Article:
════════

Bob Bruggeworth, president and chief executive officer of Qorvo, said, “The Qorvo team delivered a strong fiscal 2026 first quarter. We are undertaking a broad set of initiatives to structurally enhance profitability, and we are already seeing the positive effects of these strategic actions. In the September quarter, we expect sequential growth and margin expansion to be supported by increases in Qorvo content and unit volumes in large customer programs.”

Company Overview

Formed by the merger of TriQuint and RF Micro Devices, Qorvo (NASDAQ: QRVO) is a designer and manufacturer of RF chips used in almost all smartphones globally, along with a variety of chips used in networking equipment and infrastructure.

Revenue Growth

A company’s long-term sales performance is one signal of its overall quality. Any business can experience short-term success, but top-performing ones enjoy sustained growth for years. Over the last five years, Qorvo grew its sales at a sluggish 2.3% compounded annual growth rate. This fell short of our benchmarks and is a poor baseline for our analysis. Semiconductors are a cyclical industry, and long-term investors should be prepared for periods of high growth followed by periods of revenue contractions.

════════

Information provided:
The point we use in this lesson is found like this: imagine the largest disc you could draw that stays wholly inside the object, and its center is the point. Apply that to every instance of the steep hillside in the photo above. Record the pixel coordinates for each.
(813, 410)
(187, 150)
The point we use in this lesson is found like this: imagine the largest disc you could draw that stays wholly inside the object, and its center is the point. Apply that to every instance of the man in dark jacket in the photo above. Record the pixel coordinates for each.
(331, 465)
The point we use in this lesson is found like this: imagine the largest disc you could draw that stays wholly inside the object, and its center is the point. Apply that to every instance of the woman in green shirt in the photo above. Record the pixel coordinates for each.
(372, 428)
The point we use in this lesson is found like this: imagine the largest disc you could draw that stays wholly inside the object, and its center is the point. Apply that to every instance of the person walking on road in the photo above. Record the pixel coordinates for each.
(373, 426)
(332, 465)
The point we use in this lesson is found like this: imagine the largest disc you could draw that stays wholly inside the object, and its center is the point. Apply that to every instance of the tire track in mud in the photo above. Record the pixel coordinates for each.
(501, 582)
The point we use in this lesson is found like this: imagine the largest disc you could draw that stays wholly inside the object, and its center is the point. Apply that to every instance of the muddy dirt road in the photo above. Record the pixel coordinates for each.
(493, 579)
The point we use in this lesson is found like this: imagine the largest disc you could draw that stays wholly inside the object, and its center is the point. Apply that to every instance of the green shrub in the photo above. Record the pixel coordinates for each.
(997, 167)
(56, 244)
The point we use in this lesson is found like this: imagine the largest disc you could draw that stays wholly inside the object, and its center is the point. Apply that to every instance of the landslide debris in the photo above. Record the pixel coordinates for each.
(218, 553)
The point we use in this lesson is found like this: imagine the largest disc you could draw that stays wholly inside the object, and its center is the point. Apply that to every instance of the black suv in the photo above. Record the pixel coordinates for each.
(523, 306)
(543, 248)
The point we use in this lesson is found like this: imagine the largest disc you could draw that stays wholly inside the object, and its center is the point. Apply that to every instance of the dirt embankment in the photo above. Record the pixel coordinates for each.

════════

What you will do:
In the Qorvo article, which two companies merged to form Qorvo?

Solution below:
TriQuint and RF Micro Devices